▶ _Task description_
Set down the records below word for word, leaving out the pictures.

** BEGIN Entries shown **

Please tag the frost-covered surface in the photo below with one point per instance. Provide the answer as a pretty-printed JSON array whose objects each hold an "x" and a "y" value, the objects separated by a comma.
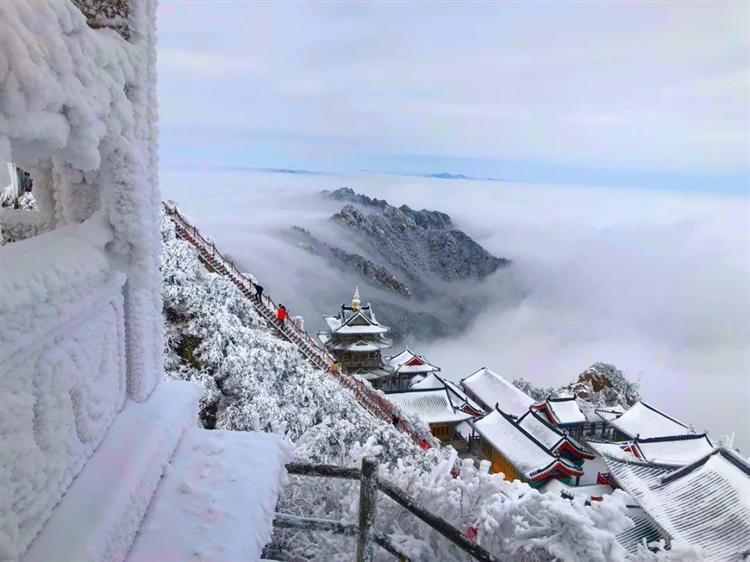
[
  {"x": 704, "y": 505},
  {"x": 217, "y": 500},
  {"x": 646, "y": 421},
  {"x": 78, "y": 112},
  {"x": 63, "y": 370},
  {"x": 429, "y": 405},
  {"x": 255, "y": 381},
  {"x": 492, "y": 389},
  {"x": 528, "y": 456},
  {"x": 97, "y": 519},
  {"x": 600, "y": 386}
]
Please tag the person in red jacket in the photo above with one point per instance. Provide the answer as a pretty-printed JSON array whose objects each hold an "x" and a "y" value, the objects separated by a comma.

** END Entries shown **

▶ _Result_
Please tag the frost-covered surface in the photo below with one point per instance. Provide the answer as a pretty-printed JSON array whose objects each hold an "x" and a "y" value, the objects separated by a comma.
[
  {"x": 704, "y": 505},
  {"x": 217, "y": 500},
  {"x": 646, "y": 421},
  {"x": 78, "y": 112},
  {"x": 63, "y": 370},
  {"x": 429, "y": 405},
  {"x": 255, "y": 381},
  {"x": 492, "y": 389},
  {"x": 528, "y": 456},
  {"x": 97, "y": 519},
  {"x": 600, "y": 386}
]
Please tag the person in red jacket in the photo above with one point per instance. Provide the answer as a pretty-printed JSON array whose objects each hold an "x" and a "y" value, the objects separated by a comma.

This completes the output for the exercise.